- _Extracted material_

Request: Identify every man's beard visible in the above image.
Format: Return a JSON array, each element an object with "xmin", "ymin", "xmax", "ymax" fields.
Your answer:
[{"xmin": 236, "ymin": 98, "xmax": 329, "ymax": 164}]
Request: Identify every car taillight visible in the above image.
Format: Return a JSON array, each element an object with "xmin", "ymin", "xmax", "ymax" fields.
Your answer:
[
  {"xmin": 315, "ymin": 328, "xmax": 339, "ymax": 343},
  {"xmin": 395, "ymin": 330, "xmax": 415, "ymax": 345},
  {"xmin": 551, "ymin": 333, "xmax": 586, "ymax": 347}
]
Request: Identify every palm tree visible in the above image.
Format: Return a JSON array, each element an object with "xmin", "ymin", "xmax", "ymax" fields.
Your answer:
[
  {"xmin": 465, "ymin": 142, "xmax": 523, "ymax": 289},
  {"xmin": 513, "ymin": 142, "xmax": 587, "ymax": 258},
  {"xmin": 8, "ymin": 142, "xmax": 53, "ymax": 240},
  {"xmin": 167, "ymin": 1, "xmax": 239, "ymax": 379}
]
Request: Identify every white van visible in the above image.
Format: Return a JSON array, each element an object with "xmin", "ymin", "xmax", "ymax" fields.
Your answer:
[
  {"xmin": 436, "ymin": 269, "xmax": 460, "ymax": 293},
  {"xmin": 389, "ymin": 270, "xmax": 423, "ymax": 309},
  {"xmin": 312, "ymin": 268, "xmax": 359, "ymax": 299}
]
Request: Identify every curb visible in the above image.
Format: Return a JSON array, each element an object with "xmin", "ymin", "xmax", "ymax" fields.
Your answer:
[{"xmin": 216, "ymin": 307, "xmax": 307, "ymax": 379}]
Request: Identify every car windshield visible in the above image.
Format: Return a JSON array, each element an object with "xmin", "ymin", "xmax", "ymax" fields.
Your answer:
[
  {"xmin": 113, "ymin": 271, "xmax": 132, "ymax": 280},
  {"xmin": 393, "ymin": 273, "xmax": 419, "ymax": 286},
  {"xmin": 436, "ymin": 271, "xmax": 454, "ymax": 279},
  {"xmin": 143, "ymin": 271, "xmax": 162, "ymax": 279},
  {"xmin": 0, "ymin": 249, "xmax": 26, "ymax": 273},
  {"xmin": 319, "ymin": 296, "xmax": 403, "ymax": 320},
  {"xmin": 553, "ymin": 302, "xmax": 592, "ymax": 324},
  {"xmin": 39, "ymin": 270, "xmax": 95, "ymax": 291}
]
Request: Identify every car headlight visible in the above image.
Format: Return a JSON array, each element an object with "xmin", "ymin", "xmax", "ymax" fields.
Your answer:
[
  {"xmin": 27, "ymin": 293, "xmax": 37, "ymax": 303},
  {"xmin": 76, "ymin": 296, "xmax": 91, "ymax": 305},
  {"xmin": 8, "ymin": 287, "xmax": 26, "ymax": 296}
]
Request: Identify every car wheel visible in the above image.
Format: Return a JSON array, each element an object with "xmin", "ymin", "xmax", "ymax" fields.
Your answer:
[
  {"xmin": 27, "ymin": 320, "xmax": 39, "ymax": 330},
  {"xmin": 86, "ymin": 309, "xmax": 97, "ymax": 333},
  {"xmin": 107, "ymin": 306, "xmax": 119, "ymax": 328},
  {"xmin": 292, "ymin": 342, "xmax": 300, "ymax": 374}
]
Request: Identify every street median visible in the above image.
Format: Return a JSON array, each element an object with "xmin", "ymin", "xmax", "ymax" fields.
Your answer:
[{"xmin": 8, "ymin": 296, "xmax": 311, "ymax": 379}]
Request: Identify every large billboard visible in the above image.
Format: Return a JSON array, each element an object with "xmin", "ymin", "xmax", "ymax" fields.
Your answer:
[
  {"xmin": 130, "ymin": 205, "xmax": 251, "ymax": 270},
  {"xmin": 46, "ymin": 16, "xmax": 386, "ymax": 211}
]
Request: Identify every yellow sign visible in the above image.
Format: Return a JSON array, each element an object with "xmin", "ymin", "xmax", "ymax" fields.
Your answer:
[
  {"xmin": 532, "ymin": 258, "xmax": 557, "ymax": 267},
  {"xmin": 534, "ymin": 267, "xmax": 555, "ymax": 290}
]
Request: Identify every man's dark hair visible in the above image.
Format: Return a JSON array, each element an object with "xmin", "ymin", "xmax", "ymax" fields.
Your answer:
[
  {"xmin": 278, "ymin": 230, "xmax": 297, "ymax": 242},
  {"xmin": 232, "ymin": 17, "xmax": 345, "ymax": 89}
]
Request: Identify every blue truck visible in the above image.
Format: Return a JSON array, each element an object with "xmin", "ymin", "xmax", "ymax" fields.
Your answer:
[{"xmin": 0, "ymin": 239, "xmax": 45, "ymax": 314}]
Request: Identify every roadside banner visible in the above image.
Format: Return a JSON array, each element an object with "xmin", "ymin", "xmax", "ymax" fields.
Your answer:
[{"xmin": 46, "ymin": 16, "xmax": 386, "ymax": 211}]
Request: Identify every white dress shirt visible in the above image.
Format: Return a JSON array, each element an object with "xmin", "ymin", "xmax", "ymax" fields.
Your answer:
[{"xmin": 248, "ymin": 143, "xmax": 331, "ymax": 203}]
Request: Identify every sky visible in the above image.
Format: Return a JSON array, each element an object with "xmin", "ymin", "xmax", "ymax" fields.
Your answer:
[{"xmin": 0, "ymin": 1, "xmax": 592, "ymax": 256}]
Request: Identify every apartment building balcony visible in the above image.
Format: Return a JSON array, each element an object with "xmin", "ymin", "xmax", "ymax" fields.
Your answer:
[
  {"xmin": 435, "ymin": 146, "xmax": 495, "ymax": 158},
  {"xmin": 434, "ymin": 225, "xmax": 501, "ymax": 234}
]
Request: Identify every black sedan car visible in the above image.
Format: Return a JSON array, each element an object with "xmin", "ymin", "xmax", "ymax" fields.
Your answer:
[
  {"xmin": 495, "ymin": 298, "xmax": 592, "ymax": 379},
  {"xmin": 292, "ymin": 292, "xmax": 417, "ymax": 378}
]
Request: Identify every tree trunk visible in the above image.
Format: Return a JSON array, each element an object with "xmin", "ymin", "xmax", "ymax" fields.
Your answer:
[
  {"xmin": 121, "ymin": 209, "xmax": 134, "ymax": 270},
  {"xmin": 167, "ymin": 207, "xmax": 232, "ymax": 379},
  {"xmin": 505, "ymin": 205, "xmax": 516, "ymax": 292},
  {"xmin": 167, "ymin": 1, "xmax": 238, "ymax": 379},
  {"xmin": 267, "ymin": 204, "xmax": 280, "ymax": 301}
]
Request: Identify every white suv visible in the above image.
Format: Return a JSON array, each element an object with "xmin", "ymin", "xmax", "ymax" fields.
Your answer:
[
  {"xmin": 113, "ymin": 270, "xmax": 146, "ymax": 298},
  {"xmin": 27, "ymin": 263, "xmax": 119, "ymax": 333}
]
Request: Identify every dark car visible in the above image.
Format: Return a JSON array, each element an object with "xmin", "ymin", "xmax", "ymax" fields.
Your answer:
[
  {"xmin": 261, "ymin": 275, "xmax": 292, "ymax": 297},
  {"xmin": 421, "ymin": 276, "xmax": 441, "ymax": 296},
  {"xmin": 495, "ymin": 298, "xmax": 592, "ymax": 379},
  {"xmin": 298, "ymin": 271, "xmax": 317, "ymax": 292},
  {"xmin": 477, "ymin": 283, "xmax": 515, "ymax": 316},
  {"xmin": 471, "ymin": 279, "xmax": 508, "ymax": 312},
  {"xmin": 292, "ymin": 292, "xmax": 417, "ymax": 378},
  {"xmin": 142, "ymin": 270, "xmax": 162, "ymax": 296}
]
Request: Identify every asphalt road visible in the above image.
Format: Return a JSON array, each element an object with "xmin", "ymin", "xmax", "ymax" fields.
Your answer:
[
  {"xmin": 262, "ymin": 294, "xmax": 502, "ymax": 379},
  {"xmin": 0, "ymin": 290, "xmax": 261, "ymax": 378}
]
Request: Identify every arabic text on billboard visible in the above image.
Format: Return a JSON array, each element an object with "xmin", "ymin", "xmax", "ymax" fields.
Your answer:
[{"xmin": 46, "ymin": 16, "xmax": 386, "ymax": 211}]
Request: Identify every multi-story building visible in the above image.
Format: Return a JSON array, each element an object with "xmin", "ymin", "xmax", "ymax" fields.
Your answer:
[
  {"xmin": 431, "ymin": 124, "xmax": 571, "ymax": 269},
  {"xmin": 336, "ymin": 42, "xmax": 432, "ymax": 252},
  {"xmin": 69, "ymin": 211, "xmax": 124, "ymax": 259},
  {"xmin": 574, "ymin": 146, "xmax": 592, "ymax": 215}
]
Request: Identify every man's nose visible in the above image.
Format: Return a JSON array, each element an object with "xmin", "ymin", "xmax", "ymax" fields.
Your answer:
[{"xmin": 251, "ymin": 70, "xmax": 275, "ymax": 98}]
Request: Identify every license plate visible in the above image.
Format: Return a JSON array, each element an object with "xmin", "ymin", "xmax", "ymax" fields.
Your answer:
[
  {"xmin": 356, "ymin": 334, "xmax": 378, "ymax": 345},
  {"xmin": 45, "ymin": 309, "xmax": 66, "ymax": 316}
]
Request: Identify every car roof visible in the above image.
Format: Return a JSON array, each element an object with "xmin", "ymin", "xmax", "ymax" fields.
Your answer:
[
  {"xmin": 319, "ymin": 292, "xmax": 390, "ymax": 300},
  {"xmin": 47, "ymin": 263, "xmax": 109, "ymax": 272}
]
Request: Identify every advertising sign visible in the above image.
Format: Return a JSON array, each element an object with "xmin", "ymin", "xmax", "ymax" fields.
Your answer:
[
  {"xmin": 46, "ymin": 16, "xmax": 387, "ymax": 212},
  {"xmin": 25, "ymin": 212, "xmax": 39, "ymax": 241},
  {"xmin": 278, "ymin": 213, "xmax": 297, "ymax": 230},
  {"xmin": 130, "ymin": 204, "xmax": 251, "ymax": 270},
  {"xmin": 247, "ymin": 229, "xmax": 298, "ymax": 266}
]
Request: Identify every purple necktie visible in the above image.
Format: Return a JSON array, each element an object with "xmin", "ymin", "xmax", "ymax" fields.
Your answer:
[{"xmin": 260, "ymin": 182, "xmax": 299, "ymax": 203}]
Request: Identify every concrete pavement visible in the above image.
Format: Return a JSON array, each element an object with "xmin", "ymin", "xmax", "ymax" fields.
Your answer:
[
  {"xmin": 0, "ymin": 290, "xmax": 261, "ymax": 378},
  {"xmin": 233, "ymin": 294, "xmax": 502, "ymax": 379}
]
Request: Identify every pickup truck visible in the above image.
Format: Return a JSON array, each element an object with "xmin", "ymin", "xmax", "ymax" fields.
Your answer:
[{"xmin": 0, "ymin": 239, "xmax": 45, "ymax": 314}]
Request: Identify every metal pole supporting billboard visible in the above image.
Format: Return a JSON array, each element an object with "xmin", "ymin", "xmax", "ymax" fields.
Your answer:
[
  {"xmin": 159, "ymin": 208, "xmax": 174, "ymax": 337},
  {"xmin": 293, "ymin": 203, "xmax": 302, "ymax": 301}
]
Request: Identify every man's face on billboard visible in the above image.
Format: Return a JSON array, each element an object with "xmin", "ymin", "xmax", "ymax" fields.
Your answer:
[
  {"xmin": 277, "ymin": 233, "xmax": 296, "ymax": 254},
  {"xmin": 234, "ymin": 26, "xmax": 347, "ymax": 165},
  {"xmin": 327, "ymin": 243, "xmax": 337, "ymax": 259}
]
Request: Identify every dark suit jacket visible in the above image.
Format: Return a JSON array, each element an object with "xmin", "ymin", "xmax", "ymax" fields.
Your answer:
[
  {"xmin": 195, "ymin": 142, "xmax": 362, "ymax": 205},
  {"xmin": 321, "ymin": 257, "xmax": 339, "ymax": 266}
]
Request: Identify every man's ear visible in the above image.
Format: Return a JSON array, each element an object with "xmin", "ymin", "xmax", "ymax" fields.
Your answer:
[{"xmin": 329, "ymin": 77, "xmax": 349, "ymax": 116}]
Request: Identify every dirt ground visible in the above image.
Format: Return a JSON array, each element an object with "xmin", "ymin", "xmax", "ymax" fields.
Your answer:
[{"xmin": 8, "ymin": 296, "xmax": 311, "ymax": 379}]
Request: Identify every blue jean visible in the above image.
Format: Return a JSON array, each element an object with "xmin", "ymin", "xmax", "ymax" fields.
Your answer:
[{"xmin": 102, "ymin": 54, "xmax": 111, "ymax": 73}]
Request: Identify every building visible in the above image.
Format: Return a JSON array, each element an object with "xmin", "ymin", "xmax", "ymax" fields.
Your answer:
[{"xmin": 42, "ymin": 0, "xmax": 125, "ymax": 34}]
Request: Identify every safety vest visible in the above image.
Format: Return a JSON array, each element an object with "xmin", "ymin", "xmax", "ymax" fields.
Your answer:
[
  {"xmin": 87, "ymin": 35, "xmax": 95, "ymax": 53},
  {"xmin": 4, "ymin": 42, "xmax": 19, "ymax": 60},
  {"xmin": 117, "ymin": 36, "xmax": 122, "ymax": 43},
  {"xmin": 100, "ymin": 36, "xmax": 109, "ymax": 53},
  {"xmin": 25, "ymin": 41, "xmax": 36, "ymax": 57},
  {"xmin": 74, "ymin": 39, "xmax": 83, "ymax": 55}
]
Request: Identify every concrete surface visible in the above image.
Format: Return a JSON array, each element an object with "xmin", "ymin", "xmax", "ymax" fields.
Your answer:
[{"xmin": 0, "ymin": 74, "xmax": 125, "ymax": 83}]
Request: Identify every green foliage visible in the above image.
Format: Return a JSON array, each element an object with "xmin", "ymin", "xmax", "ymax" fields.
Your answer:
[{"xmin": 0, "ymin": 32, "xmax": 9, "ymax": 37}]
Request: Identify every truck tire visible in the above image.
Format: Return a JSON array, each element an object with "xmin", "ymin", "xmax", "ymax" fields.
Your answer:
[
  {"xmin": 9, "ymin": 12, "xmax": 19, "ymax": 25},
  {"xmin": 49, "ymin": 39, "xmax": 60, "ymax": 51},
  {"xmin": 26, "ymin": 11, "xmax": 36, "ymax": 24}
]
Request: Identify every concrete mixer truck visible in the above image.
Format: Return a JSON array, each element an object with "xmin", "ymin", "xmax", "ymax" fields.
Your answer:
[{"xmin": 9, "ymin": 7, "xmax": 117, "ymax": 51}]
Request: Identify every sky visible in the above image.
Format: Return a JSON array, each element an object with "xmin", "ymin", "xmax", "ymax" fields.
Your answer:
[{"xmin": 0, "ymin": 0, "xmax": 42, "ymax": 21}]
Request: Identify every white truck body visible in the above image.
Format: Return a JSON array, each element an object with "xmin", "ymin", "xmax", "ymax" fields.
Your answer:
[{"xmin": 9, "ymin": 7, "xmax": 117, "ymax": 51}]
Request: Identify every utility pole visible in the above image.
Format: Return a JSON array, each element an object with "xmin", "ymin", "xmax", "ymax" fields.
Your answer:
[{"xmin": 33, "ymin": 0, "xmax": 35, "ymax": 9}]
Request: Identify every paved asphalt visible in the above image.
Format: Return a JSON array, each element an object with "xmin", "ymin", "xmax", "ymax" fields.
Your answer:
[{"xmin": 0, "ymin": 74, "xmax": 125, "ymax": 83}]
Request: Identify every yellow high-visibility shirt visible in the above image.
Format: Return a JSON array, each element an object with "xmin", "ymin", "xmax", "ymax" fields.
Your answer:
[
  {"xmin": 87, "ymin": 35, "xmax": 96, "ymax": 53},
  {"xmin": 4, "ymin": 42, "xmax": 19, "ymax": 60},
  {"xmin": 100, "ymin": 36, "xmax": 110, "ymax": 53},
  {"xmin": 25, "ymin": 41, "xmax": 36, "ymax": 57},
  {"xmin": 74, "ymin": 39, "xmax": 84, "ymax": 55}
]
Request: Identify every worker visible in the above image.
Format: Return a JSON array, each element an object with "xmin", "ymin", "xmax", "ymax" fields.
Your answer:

- _Exercise description_
Repeat exactly, and only, the lines from the line with "Request: Identify every white truck" through the end of the listing above, both ends included.

- _The response_
Request: Identify every white truck body visible in the above image.
Format: Return a JSON array, each element an object with "xmin", "ymin", "xmax", "ymax" fields.
Your answer:
[{"xmin": 9, "ymin": 7, "xmax": 117, "ymax": 51}]
Request: Identify every utility pole visible in the above image.
Format: Return a JSON array, each element an object with "xmin", "ymin", "xmax", "ymax" fields.
Your answer:
[{"xmin": 33, "ymin": 0, "xmax": 35, "ymax": 9}]
Request: Identify every paved asphalt visible in the above image.
Format: Return a JSON array, each element an object with "xmin", "ymin", "xmax", "ymax" fields.
Your answer:
[{"xmin": 0, "ymin": 74, "xmax": 125, "ymax": 83}]
Request: Identify every yellow high-visibility shirt visible in the above image.
Format: Return a JSON array, each element an object with "xmin", "ymin", "xmax", "ymax" fields.
Your answer:
[
  {"xmin": 87, "ymin": 35, "xmax": 96, "ymax": 53},
  {"xmin": 4, "ymin": 42, "xmax": 19, "ymax": 60},
  {"xmin": 100, "ymin": 36, "xmax": 110, "ymax": 53},
  {"xmin": 25, "ymin": 41, "xmax": 36, "ymax": 57},
  {"xmin": 74, "ymin": 39, "xmax": 84, "ymax": 55}
]
Request: Identify every worker visible in the above image.
Format: Return a JSON array, each element an object with "xmin", "ymin", "xmax", "ymax" fields.
Your answer:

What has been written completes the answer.